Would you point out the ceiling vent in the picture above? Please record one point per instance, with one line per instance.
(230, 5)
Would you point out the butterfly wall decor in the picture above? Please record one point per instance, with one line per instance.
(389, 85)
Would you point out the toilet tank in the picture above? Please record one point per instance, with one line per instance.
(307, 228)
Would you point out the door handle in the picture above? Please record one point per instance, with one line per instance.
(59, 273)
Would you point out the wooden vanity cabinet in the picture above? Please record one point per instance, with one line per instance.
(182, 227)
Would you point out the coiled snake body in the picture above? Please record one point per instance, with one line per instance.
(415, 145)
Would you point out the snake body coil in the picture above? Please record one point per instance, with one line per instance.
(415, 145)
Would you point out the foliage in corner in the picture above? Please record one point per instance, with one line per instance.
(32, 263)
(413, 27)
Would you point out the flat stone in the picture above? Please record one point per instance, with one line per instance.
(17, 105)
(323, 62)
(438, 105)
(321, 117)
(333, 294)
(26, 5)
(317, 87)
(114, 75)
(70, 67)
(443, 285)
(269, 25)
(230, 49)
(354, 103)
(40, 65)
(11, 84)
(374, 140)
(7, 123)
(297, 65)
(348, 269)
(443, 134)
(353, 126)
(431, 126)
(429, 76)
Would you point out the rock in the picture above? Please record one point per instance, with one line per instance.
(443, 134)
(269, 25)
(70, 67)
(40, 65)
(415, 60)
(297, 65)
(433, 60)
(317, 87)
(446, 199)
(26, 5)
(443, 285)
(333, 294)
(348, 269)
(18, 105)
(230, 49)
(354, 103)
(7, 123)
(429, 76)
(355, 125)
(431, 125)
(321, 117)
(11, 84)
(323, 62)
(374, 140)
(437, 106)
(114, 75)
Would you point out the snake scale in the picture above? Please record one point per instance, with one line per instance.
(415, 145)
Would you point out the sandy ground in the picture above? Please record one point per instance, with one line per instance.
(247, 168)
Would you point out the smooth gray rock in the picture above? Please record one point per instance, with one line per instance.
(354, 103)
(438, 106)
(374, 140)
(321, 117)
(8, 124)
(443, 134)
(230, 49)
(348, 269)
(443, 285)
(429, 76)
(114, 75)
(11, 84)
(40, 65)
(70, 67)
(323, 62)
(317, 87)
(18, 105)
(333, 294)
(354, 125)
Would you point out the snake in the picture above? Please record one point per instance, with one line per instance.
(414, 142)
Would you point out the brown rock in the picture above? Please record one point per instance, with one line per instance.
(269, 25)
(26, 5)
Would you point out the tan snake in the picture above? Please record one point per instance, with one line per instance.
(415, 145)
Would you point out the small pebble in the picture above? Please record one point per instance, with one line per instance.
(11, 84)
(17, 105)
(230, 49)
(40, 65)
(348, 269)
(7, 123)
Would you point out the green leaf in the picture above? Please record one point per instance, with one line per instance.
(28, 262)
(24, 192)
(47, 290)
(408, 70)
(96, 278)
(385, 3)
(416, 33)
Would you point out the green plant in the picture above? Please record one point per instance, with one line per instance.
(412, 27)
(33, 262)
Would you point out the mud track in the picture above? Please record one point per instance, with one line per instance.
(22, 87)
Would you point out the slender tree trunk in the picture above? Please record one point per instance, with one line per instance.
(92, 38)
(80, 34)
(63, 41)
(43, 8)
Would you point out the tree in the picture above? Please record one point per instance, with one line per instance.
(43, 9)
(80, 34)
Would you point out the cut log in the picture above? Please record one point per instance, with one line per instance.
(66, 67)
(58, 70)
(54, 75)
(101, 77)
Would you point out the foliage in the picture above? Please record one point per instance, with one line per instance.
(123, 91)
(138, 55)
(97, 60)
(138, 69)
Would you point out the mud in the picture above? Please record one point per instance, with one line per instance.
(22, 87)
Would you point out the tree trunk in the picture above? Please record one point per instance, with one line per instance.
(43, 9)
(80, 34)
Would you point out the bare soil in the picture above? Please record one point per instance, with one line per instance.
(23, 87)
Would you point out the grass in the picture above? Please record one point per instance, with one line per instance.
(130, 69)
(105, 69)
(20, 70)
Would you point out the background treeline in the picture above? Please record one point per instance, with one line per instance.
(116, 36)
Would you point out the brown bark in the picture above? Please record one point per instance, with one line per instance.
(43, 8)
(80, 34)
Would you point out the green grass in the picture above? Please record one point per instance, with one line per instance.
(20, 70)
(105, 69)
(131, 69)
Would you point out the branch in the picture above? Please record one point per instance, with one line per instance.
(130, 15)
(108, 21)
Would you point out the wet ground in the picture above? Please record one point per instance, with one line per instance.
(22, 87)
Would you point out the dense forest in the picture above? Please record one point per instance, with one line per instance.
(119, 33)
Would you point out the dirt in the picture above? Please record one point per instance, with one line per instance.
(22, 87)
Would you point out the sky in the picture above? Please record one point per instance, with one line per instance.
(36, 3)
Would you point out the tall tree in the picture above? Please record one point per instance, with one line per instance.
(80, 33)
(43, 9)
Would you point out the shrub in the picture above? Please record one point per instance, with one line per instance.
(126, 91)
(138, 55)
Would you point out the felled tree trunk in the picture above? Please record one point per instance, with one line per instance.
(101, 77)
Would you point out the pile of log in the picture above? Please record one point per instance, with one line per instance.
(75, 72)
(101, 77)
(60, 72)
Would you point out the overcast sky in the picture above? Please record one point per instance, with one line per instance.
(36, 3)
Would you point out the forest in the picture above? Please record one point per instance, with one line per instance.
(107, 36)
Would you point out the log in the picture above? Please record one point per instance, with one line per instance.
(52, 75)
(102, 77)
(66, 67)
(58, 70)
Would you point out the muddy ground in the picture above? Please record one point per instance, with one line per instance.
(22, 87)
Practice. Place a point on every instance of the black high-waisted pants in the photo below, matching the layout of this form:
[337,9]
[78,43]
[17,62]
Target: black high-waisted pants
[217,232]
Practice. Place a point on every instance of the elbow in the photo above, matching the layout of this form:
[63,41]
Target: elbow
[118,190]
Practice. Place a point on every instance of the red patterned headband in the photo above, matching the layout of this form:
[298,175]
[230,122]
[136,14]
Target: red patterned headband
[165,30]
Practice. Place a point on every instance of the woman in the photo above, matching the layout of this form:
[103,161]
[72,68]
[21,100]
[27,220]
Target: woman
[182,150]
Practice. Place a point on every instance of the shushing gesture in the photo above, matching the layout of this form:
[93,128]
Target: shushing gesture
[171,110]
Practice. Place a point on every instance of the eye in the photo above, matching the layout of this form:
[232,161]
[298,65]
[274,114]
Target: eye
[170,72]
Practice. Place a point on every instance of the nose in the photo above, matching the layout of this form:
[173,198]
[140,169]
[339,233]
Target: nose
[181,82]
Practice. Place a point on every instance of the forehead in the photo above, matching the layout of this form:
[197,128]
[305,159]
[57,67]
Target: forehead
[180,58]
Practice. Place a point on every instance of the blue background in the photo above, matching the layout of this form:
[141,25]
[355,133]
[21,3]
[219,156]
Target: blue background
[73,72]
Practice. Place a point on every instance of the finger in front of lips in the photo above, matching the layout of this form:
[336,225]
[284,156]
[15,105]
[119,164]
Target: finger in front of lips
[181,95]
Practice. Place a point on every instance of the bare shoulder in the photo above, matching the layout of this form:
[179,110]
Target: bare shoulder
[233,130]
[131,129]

EXERCISE =
Repeat the data precisely, line by line.

ANSWER SPACE =
Would you point out the ceiling vent in the picture above? Please record one point per instance, with one line per instance.
(230, 5)
Would you point out the butterfly wall decor in the picture above? Please record one point per instance, with one line per instance.
(389, 85)
Would you point out the toilet tank in the picture above? Please record one point per instance, with one line per instance.
(307, 228)
Would you point out the door handle in the picture above? Please record one point per instance, with one line per instance.
(59, 273)
Would you point out the wooden vanity cabinet in the picture above? Please record one point per instance, with one line per instance.
(182, 227)
Would you point out the coiled snake body in the picture above? Please record one point per instance, with one line per instance.
(415, 145)
Would you point out the snake body coil in the picture above? Please record one point per instance, with one line per instance.
(415, 145)
Would you point out the foliage in corner in the picture above? Please record one point per instance, with one line per instance.
(32, 263)
(413, 27)
Would you point out the flat stone in the picture above? Please record one point per instance, with one line per instance.
(17, 105)
(323, 62)
(438, 105)
(321, 117)
(333, 294)
(26, 5)
(317, 87)
(114, 75)
(70, 67)
(443, 285)
(269, 25)
(230, 49)
(354, 103)
(40, 65)
(11, 84)
(374, 140)
(7, 123)
(297, 65)
(348, 269)
(443, 134)
(353, 126)
(431, 126)
(429, 76)
Would you point out the rock in the picture above? Please record one point per instance, with one line per instance.
(443, 134)
(269, 25)
(70, 67)
(40, 65)
(415, 60)
(297, 65)
(433, 60)
(317, 87)
(446, 199)
(26, 5)
(443, 285)
(333, 294)
(348, 269)
(18, 105)
(230, 49)
(354, 103)
(7, 123)
(429, 76)
(355, 125)
(431, 125)
(321, 117)
(11, 84)
(323, 62)
(374, 140)
(437, 106)
(114, 75)
Would you point out the snake scale in the picture above? Please record one point per instance, with one line per instance.
(415, 145)
Would you point out the sandy ground in the picture above? Please record one point per instance, with one line per instance.
(247, 168)
Would you point out the smooth gray rock in the picture above? Please record one point per instance, with one line per instance.
(354, 103)
(438, 106)
(374, 140)
(321, 117)
(8, 124)
(443, 134)
(230, 49)
(348, 269)
(443, 285)
(429, 76)
(114, 75)
(11, 84)
(40, 65)
(70, 67)
(323, 62)
(317, 87)
(18, 105)
(333, 294)
(354, 125)
Would you point out the snake in the picture above? Please record one point per instance, with one line per instance.
(414, 142)
Would you point out the brown rock in the picture above? Please record one point per instance, with one line per instance.
(269, 25)
(26, 5)
Would you point out the tan snake in the picture above? Please record one point per instance, with one line per instance.
(415, 145)
Would you point out the small pebble in the picture above? Please record one point per instance, with one line per instance.
(11, 84)
(17, 105)
(230, 49)
(40, 65)
(348, 269)
(7, 123)
Would you point out the green leaf in the picture above? Please record one point per instance, with one line per instance.
(28, 262)
(24, 192)
(47, 290)
(408, 70)
(96, 278)
(385, 3)
(416, 33)
Would you point out the green plant in the picture above? Please record one point per instance, with one line per instance.
(412, 27)
(33, 262)
Would you point out the mud track in the picture above? Please record one point per instance, with one line per instance.
(22, 87)
Would you point out the slender tree trunk in the picture above? Please record one point per instance, with one line per instance.
(92, 38)
(80, 34)
(63, 41)
(43, 8)
Would you point out the tree in the picture above? Please record one point per instance, with one line per instance.
(43, 9)
(80, 34)
Would you point out the cut log in the picture above? Please record one point per instance, with one line per instance.
(66, 67)
(58, 70)
(54, 75)
(101, 77)
Would you point out the foliage in the picture above? Please record one point per instance, with one line per instance.
(123, 91)
(138, 55)
(97, 60)
(138, 69)
Would you point out the mud in the picture above? Please record one point per instance, with one line per instance.
(22, 87)
Would you point out the tree trunk in the picture above? Please record one point per instance, with one line per instance.
(43, 9)
(80, 34)
Would you point out the bare soil in the picture above? Please record one point per instance, with one line per instance.
(23, 87)
Would you point out the grass in the picture above? Please record one point per instance, with one line per instance.
(130, 69)
(105, 69)
(20, 70)
Would you point out the background treeline in the picture above? Please record one point per instance, with one line per instance.
(116, 36)
Would you point out the brown bark in the picture above? Please record one point per instance, with one line per instance.
(43, 8)
(80, 34)
Would you point out the green grass in the picture above? Please record one point per instance, with one line per instance.
(20, 70)
(105, 69)
(131, 69)
Would you point out the branch in the picture above? Please record one point per instance, with one line per instance.
(130, 15)
(108, 21)
Would you point out the wet ground in the picture above? Please record one point per instance, with one line per instance.
(22, 87)
Would you point out the dense forest in the picture above? Please record one point per instance, with one line per instance.
(119, 33)
Would you point out the dirt in the picture above? Please record one point per instance, with one line per instance.
(22, 87)
Would you point out the sky in the picture above? Please record one point per instance, with one line per instance.
(36, 3)
Would you point out the tall tree in the picture above? Please record one point per instance, with one line per instance.
(80, 33)
(43, 9)
Would you point out the shrub in the picture above? Please record one point per instance, with one line per instance.
(126, 91)
(138, 55)
Would you point out the felled tree trunk in the picture above? Please record one point per instance, with one line per instance.
(101, 77)
Would you point out the pile of log in the picture above? Please record one point per instance, with one line per instance.
(75, 72)
(101, 77)
(60, 72)
Would you point out the overcast sky in the picture above? Please record one point per instance, with one line per instance.
(36, 3)
Would you point out the forest in the picture above? Please record one point per instance, with one line per instance.
(107, 36)
Would you point out the log in the picture above? Please record one point per instance, with one line per instance.
(52, 75)
(102, 77)
(66, 67)
(58, 70)
Would you point out the muddy ground in the picture above? Please record one point per instance, with one line per instance.
(22, 87)
Practice. Place a point on every instance of the black high-waisted pants in the photo below, matching the layout of this form:
[337,9]
[78,43]
[17,62]
Target: black high-waisted pants
[217,232]
Practice. Place a point on every instance of the elbow in the photo above, matching the layout of this form:
[63,41]
Target: elbow
[118,190]
Practice. Place a point on every instance of the red patterned headband in the photo above, matching the layout of this form:
[298,175]
[230,122]
[136,14]
Target: red patterned headband
[165,30]
Practice. Place a point on every instance of the woman in the photo above, matching the layout of this form:
[103,161]
[72,68]
[21,100]
[27,220]
Target: woman
[182,150]
Practice. Place a point on every instance of the shushing gesture in the photo above, matching the layout of this form:
[93,128]
Target: shushing gesture
[171,110]
Practice. Place a point on every instance of the eye in the photo above, matching the layout of this form:
[232,161]
[298,65]
[274,114]
Target: eye
[170,72]
Practice. Place a point on every instance of the nose in the photo above, matching the layout of this form:
[173,198]
[140,169]
[339,233]
Target: nose
[181,82]
Practice. Place a point on every instance of the forehead in the photo above, matching the layout of this form:
[197,128]
[305,159]
[57,67]
Target: forehead
[180,58]
Practice. Place a point on every instance of the blue background in the photo above, matching the layout of this form:
[141,25]
[355,133]
[21,3]
[219,156]
Target: blue background
[73,72]
Practice. Place a point on every instance of the finger in front of lips in the photo above, matching the layout of this form:
[336,225]
[284,156]
[15,105]
[119,164]
Target: finger in front of lips
[181,95]
Practice. Place a point on every instance of the bare shoulder in the photo above, matching the layout of this form:
[179,110]
Target: bare shoulder
[233,130]
[131,129]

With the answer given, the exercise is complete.